■ Task directions:
Report each line in the rows below that contains the word "plate", copying every such line in full.
═════ Extracted material ═════
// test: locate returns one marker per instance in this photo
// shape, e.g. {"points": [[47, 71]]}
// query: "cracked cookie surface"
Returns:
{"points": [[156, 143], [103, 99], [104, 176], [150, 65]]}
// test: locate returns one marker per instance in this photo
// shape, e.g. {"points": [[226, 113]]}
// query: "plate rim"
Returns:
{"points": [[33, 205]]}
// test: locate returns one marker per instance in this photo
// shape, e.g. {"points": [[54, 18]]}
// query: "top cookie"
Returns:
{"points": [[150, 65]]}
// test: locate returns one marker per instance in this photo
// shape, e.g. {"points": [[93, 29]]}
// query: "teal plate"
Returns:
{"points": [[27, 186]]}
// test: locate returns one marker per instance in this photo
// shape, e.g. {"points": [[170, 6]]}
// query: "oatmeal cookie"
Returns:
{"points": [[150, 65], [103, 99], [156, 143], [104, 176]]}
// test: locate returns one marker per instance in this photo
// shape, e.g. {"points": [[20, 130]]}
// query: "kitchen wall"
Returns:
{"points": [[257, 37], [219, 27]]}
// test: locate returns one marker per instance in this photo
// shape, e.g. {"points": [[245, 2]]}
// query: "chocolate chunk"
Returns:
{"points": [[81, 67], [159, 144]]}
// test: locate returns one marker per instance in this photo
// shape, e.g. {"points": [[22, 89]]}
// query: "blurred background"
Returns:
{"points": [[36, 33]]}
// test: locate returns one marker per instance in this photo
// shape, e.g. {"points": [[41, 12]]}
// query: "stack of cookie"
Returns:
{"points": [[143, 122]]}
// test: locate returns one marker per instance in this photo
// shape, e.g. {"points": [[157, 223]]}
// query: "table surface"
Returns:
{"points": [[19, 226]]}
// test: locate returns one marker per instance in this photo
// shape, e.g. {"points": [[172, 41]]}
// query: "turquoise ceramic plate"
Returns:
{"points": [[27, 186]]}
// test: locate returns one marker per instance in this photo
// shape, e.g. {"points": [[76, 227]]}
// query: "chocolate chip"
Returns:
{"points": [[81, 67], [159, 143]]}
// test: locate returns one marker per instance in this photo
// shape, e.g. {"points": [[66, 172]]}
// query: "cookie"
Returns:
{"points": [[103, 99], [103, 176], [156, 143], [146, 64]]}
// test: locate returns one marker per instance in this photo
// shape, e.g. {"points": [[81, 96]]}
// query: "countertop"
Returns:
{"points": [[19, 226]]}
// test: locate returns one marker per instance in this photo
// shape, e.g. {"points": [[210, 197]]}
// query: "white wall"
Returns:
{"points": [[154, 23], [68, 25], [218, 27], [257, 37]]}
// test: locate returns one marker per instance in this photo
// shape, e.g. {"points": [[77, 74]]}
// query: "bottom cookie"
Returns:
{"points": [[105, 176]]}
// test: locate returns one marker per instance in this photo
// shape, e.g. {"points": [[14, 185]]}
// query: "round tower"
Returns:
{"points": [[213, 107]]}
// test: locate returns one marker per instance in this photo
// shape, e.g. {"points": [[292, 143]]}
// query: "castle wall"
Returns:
═════
■ Completed task:
// query: "plate rim"
// query: "teal plate"
// query: "turquoise ceramic plate"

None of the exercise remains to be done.